[DO THIS]
Pick out every line in the entries below that contains the string "after", and copy each such line in full. Case counts.

(Entries from a collection)
= = = = = = =

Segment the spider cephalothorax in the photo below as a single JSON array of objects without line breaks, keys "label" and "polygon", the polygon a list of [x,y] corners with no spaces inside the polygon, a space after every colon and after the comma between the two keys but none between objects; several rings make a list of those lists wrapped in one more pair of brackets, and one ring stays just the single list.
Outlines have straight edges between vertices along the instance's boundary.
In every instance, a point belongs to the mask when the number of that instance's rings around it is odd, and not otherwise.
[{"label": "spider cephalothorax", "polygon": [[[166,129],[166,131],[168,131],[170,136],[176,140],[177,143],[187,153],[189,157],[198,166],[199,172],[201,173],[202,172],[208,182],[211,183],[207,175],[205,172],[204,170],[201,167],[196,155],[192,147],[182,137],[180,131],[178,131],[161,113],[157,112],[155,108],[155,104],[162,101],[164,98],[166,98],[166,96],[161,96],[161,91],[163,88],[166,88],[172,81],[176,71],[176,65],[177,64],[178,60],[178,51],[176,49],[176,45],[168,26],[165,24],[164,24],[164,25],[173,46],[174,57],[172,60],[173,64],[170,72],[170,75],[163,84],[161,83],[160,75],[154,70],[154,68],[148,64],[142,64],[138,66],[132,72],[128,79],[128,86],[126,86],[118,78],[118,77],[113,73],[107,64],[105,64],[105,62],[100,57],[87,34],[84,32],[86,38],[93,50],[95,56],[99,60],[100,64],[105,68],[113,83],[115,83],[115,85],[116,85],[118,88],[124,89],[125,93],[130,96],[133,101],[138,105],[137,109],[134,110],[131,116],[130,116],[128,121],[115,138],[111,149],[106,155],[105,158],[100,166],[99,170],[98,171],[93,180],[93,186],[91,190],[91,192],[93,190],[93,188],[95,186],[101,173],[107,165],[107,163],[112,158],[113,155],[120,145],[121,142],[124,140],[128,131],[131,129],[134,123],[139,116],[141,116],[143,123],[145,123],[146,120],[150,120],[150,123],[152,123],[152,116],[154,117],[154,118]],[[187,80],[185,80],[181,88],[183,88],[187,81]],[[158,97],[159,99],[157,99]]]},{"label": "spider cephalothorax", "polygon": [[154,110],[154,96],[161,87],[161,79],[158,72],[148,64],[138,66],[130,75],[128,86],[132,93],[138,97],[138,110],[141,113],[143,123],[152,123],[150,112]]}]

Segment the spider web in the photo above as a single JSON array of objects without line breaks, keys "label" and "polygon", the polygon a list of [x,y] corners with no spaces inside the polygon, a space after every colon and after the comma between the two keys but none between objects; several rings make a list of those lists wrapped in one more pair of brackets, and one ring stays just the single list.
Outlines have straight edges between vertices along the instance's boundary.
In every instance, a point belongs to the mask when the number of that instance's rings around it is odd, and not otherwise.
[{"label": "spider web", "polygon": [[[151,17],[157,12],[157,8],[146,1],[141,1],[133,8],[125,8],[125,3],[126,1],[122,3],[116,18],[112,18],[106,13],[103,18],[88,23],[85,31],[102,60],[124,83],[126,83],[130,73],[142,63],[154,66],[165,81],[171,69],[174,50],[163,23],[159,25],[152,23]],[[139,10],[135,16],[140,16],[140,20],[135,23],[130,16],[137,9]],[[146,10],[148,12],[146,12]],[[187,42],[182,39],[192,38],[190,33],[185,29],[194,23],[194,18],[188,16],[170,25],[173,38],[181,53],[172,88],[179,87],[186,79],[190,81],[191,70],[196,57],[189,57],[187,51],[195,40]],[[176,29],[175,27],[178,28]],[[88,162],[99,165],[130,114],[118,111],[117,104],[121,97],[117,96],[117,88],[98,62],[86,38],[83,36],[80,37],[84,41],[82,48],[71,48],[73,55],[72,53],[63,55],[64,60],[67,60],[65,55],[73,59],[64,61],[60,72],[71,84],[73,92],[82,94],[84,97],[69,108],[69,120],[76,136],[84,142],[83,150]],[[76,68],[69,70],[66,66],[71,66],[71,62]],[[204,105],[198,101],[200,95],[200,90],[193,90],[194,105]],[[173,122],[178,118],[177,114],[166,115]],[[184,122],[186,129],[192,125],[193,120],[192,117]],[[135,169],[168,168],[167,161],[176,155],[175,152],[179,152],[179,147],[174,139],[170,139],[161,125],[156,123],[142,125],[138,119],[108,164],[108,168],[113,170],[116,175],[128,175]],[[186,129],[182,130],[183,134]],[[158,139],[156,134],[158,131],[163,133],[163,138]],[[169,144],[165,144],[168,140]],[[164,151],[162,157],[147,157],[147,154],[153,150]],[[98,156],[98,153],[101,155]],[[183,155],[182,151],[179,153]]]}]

= = = = = = =

[TASK RESPONSE]
Segment the spider cephalothorax in the photo below as a single JSON array of objects without line breaks, keys "label" and "polygon", the polygon a list of [x,y] corners with no spaces inside the polygon, a space after every colon and after the comma between the two keys but none between objects; several rings make a list of those lists wrapped in one more pair of brackets, and one ring stays just the single list.
Segment the spider web in the photo above as a single JSON array of objects without line breaks, keys "label" and "polygon", the polygon a list of [x,y] corners with no spaces inside the polygon, a space after every colon and after the comma between the two keys but none between objects; several rings make a list of those lists wrapped in one more pair of brackets, and one ring stays just the single list.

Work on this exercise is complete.